# Vorschlag für den Charplaner



## Dorthonion (19. Mai 2008)

Hi,
ich hab mal mit dem Charplaner hier auf buffed rumgespielt und da ist mir der Gedanke gekommen, ob man nicht zusätzlich noch Raidbuffs mit einbeziehen kann. Dass man seinen Wunschchar auch mal mit Pala/Priesterbuffs etc. sehen kann und ob er im Raid das erreicht, was er erreichen soll. Was meint ihr dazu? Und an das buffed-team, wäre es möglich das zu machen?


----------



## QcK (19. Mai 2008)

-.- sry war ein doppelpost wegen inet laggs... könnte das ein mod bitte löschen? ^^


----------



## QcK (19. Mai 2008)

hm möglich schon aber sehr viel aufwand... grade wenn man auch danach geht, dass man bestimmte buffs ja skillen kann... udn wenn man dann als beispiel den Krieger Buff "Schlachtruf" nimmt, der kann 5x geskillt werden... also umsetzbar warschienlich schon nur die frage ob sich buffed die mühe macht 


			Dieser Inhalt steht nur eingeloggten Mitgliedern zur Verfügung.
        

 aber gut finde ich die idee auch


----------



## Xenor Salbeira (26. Mai 2008)

Ich bin dafür! Gerade bei der Berechnung von Beweglichkeit < Critwertung wenn man nun SDK bekommt und so finde ich von Bedeutung. Bin auf jeden dafür, dass so schnell wie möglich zumindest grundsätzliche Raidbuffs einplanbar werden :-P


----------

**Anforderung 1:** Geben Sie aus dem Forenbeitrag zum Charplaner den Abschnitt wortgetreu aus, der bei „hm möglich schon“ beginnt und bei „(26. Mai 2008)“ endet.
**Anforderung 2:** Formulieren Sie den Absatz im Forenbeitrag zum Charplaner, der mit „ich hab mal mit dem Charplaner“ beginnt, kürzer und behalten Sie seine wesentlichen Angaben bei.

**Bereitgestellte Angaben:**
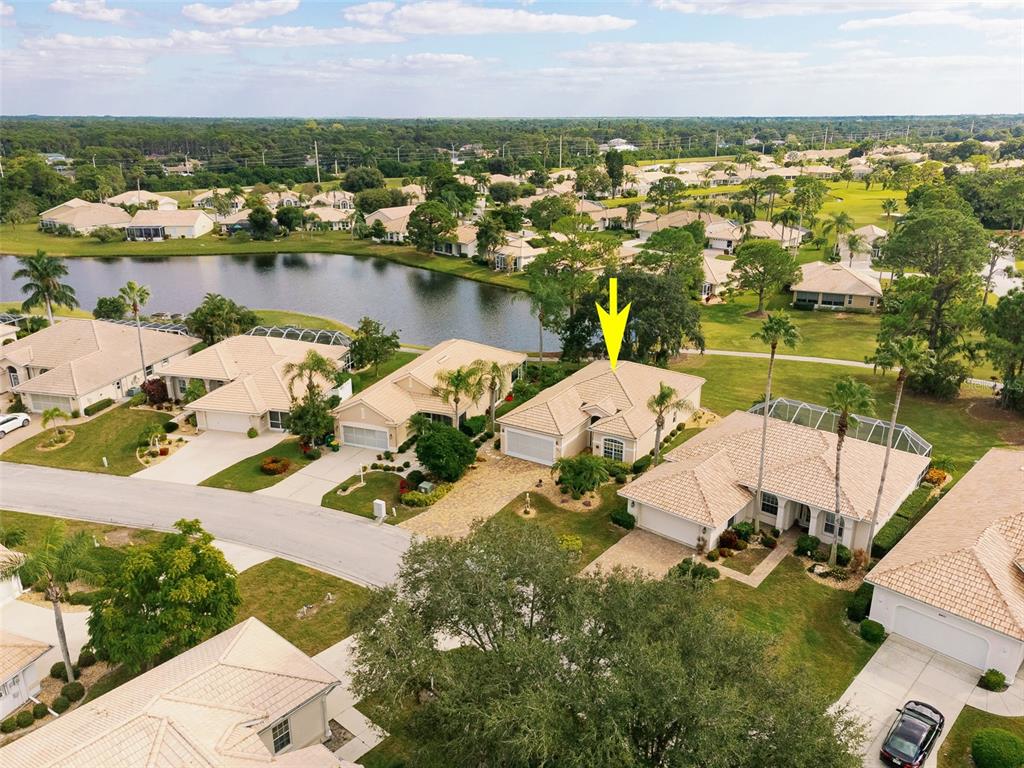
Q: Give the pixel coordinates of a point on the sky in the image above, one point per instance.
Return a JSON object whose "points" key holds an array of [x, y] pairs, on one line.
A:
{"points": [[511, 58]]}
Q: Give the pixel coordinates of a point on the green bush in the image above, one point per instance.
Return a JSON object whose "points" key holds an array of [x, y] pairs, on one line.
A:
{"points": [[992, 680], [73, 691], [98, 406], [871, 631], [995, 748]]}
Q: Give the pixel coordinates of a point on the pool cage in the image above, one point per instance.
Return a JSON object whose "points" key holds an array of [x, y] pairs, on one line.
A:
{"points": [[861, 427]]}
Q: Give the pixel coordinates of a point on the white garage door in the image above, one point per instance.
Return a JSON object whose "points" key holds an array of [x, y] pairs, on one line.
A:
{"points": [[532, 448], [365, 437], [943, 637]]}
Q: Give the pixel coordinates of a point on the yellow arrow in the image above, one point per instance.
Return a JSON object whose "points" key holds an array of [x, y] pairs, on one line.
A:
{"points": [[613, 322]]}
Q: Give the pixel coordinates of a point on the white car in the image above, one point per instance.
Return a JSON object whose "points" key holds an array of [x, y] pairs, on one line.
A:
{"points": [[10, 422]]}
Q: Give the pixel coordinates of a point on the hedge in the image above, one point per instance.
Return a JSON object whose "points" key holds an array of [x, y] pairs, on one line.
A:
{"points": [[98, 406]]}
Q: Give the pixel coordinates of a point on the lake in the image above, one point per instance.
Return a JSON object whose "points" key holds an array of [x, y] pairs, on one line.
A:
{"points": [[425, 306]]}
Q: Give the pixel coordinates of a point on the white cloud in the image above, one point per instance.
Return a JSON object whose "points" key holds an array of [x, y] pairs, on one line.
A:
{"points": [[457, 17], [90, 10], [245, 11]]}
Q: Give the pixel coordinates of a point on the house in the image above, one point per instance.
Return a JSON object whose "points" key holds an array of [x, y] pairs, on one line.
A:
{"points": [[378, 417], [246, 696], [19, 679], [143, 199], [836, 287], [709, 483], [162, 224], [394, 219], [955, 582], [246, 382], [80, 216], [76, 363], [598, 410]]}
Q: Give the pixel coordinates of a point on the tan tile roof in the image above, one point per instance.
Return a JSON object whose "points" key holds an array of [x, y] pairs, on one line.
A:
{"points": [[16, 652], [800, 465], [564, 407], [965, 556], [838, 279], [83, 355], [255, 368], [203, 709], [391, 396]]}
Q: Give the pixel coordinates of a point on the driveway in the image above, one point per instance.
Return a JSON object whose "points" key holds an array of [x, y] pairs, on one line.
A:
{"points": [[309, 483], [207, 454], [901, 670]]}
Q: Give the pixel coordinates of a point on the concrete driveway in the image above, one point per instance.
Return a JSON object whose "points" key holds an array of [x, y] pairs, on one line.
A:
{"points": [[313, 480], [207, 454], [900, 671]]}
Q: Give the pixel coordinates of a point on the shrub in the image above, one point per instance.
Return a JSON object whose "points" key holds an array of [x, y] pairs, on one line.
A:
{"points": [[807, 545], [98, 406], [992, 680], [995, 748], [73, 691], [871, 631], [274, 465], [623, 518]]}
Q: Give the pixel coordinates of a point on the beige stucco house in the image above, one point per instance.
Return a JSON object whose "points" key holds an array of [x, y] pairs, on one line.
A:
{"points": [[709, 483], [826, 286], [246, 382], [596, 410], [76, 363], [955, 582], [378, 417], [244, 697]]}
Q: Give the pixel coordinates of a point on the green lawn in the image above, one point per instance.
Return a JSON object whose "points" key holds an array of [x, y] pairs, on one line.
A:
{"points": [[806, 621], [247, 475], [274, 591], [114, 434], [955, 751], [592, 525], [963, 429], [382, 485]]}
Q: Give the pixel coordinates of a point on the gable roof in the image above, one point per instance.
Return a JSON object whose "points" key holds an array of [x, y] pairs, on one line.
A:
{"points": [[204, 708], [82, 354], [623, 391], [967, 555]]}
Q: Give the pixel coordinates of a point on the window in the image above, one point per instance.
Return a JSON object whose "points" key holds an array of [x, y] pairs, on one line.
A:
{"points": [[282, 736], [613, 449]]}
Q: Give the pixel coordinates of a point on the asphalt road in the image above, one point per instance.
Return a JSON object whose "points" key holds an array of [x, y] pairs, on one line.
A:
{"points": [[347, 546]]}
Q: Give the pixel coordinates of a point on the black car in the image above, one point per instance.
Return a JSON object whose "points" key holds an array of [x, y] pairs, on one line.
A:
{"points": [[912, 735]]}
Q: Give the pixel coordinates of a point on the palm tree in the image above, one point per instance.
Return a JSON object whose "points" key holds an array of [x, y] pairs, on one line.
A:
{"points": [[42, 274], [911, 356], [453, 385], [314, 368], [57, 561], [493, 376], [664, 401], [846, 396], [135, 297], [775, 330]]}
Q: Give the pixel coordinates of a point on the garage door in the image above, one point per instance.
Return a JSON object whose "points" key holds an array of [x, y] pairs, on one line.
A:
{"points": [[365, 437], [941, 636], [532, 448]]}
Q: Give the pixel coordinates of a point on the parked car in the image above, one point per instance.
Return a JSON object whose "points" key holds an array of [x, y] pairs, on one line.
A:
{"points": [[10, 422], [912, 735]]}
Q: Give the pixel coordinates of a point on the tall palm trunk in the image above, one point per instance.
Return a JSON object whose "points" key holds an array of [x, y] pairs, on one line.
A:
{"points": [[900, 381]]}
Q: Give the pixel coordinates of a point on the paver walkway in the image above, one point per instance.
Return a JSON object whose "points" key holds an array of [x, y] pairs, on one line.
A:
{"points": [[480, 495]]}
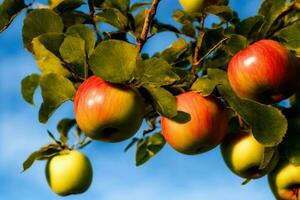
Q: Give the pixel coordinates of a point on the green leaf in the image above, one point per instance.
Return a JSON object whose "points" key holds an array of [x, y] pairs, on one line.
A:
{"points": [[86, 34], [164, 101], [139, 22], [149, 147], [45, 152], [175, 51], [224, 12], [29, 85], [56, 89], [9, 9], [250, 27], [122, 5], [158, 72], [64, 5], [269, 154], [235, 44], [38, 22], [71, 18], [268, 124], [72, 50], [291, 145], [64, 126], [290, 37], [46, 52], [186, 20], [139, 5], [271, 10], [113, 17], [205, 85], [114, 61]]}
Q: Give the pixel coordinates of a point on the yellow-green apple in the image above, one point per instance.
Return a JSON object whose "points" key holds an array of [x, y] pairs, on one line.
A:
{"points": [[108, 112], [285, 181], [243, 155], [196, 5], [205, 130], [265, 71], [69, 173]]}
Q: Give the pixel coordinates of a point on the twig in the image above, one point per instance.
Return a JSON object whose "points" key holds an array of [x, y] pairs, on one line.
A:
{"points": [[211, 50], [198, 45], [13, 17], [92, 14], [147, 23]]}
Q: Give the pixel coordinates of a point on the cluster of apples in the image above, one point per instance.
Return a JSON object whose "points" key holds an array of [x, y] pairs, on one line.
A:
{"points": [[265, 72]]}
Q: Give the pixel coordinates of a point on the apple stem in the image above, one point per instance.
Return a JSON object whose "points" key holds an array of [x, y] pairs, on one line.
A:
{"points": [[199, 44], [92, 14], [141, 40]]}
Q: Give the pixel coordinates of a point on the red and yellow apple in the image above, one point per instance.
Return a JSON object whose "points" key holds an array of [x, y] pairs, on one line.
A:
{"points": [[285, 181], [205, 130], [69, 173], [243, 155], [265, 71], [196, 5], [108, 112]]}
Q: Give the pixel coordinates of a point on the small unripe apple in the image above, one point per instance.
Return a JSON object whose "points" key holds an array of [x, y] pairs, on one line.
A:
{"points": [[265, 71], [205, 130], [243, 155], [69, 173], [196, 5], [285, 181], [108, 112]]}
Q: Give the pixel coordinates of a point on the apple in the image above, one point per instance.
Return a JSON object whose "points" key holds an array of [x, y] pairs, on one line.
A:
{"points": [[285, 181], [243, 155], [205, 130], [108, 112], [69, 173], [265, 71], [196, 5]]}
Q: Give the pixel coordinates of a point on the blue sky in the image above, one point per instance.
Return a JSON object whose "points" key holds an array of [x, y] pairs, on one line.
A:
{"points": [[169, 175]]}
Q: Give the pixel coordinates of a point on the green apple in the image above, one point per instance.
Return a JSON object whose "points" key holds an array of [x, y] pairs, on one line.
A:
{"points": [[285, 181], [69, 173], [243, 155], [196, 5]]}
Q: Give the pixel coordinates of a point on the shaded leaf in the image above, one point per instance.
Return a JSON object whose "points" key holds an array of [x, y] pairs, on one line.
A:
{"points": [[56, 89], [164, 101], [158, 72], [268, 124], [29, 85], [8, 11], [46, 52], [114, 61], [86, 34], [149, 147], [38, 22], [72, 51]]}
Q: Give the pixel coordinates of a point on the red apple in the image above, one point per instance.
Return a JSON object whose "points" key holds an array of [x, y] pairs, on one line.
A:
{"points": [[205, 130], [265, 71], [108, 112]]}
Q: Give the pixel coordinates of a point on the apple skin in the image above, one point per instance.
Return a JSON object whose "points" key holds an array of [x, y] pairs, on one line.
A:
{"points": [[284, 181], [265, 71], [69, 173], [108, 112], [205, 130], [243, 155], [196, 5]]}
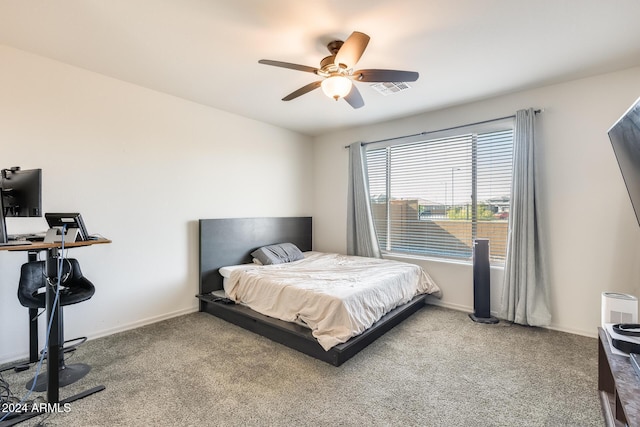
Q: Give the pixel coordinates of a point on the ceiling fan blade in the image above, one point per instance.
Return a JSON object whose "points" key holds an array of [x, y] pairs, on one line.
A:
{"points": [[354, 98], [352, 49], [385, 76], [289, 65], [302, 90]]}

**Vollständige Antwort 1:**
hm möglich schon aber sehr viel aufwand... grade wenn man auch danach geht, dass man bestimmte buffs ja skillen kann... udn wenn man dann als beispiel den Krieger Buff "Schlachtruf" nimmt, der kann 5x geskillt werden... also umsetzbar warschienlich schon nur die frage ob sich buffed die mühe macht 


			Dieser Inhalt steht nur eingeloggten Mitgliedern zur Verfügung.
        

 aber gut finde ich die idee auch


----------



## Xenor Salbeira (26. Mai 2008)

**Vollständige Antwort 2:** Nach dem Ausprobieren des Charplaners auf buffed entstand der Vorschlag, zusätzlich Raidbuffs einzubeziehen. So könnte man den Wunschchar auch mit Pala- oder Priesterbuffs sehen und prüfen, ob er im Raid das erreicht, was er erreichen soll. Zum Schluss wird nach Meinungen gefragt und ob das buffed-Team das umsetzen könnte.